**AIM:** Please reproduce the data below word for word. Begin at the line that contains "Where in this photo can the tile", include that line, and stop after the final line of the data.

----------------------------------------

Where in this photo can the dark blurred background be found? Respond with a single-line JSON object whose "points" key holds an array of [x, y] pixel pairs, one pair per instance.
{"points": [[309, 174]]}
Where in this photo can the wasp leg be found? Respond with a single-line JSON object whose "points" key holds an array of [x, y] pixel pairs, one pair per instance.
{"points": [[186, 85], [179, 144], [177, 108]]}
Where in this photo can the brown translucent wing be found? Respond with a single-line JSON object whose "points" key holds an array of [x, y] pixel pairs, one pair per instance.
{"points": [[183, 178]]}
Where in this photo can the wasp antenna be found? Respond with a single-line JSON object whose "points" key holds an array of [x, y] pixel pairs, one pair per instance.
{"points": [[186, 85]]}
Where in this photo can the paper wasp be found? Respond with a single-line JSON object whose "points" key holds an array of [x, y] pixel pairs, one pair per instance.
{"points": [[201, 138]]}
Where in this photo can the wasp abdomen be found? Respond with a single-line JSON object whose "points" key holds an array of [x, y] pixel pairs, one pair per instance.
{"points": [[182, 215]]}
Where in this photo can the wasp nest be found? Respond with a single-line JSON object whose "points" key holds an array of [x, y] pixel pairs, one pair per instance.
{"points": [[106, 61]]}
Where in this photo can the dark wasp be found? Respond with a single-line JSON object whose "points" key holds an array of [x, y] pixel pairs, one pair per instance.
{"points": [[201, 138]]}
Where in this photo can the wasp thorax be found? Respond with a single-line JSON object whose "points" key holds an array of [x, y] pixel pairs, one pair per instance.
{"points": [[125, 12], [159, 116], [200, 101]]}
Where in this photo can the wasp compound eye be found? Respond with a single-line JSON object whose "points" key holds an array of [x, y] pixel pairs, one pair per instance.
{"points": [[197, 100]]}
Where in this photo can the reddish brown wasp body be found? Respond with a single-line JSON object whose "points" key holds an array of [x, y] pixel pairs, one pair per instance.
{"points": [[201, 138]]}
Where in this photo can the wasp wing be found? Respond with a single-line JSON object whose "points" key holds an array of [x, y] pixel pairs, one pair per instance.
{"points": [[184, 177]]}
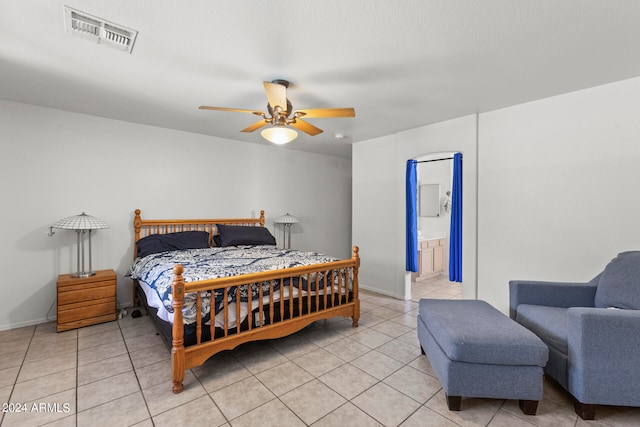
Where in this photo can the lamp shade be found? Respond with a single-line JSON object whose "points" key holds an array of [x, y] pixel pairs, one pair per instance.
{"points": [[279, 134], [287, 219], [80, 222]]}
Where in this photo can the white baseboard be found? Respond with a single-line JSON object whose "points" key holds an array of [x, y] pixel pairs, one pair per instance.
{"points": [[23, 324]]}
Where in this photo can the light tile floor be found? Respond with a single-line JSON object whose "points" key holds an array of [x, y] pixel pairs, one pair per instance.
{"points": [[329, 374]]}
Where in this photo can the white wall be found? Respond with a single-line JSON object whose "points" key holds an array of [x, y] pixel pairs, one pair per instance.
{"points": [[55, 164], [379, 168], [558, 194], [553, 197]]}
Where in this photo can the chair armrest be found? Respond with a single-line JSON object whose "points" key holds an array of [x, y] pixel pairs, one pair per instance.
{"points": [[603, 346], [551, 294]]}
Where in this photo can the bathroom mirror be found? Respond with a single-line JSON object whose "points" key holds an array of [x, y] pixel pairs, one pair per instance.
{"points": [[429, 200]]}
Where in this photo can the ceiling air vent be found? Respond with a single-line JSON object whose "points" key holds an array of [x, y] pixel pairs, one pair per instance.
{"points": [[80, 24]]}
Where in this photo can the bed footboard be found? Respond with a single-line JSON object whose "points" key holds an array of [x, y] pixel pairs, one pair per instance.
{"points": [[330, 289]]}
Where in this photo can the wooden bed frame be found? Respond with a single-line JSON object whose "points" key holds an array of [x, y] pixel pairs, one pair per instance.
{"points": [[336, 300]]}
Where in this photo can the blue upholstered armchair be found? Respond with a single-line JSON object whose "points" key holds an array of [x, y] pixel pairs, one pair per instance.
{"points": [[592, 330]]}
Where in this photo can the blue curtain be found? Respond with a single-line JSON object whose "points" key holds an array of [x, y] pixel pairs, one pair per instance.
{"points": [[455, 243], [412, 216]]}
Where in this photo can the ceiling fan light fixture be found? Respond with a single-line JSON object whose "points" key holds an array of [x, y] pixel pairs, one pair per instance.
{"points": [[279, 134]]}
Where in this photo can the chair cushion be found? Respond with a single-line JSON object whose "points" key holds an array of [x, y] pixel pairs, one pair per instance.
{"points": [[473, 331], [619, 284], [548, 323]]}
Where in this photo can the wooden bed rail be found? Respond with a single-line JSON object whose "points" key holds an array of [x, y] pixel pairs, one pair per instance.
{"points": [[336, 293]]}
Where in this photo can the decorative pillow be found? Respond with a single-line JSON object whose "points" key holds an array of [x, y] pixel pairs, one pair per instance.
{"points": [[619, 284], [172, 242], [233, 235]]}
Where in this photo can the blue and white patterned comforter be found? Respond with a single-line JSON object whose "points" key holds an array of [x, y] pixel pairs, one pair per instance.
{"points": [[156, 270]]}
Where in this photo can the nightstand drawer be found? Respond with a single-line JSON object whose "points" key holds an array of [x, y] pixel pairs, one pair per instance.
{"points": [[87, 300], [87, 294], [78, 312]]}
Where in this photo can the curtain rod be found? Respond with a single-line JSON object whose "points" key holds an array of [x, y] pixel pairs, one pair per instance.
{"points": [[434, 160]]}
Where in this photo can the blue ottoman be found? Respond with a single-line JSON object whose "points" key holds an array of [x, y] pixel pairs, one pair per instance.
{"points": [[476, 351]]}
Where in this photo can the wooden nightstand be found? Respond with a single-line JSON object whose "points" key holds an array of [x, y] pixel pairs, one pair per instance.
{"points": [[86, 301]]}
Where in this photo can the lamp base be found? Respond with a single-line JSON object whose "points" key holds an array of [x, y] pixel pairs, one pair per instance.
{"points": [[83, 274]]}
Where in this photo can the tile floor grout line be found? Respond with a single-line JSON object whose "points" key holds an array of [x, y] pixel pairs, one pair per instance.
{"points": [[13, 386]]}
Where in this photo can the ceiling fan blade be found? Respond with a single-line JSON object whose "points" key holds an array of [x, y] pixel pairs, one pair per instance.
{"points": [[233, 110], [306, 127], [276, 94], [256, 125], [313, 113]]}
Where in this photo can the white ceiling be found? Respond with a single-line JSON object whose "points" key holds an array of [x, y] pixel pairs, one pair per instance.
{"points": [[400, 64]]}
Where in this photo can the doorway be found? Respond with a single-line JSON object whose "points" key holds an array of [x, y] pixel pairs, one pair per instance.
{"points": [[435, 184]]}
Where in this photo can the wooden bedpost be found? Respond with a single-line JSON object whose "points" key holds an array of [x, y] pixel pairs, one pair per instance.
{"points": [[356, 299], [137, 224], [177, 350]]}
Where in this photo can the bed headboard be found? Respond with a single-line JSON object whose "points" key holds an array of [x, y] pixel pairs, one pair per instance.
{"points": [[146, 227]]}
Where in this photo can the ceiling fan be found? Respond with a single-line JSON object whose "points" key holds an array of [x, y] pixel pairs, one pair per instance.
{"points": [[280, 115]]}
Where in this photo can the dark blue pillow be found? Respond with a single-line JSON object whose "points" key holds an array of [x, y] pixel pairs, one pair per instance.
{"points": [[172, 242], [234, 235]]}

----------------------------------------

**FINAL RESULT:**
Where in this photo can the tile floor grout line be found? Respond with a single-line JSON object whose "points" key holds an array of [x, y] pixel pairs, one pair per instance.
{"points": [[13, 386]]}
Where in this photo can the ceiling fan blade be found? Respond with a single-line JSON object whose "points" key holds an array of [x, y] pixel pairs, one pair per instance.
{"points": [[233, 110], [306, 127], [276, 94], [256, 125], [313, 113]]}
Where in this photo can the white ceiling be found? Respond with a single-line JSON object whose "points" key holds an array of [x, y] pixel pairs, one pair per instance.
{"points": [[400, 64]]}
Where in this photo can the doorway be found? Respond with a single-line JSON object whose "points" key holds an array of [x, y] pixel pairs, one pair per instance.
{"points": [[435, 184]]}
Where in this photo can the wooden bedpost be found? Respond with a single-line JSON object whose "points" key holds an array of [x, y] pixel pairs, one pair per instance.
{"points": [[356, 299], [137, 224], [177, 350]]}
Where in this photo can the bed headboard be found? Respond with a single-line JSON object whose "points" key holds an array of [x, y] pixel pairs, one pair per instance.
{"points": [[146, 227]]}
Where in this photo can the ceiling fan be found? Respond with a single-line JSON object whose "points" key holds an array of [x, y] pixel pairs, one pair per instance.
{"points": [[280, 115]]}
Where in this photo can the dark blue pillow be found? Respond with a single-line JSON object whose "points" key holds an array of [x, y] pixel pairs, one pair per instance.
{"points": [[172, 242], [234, 235]]}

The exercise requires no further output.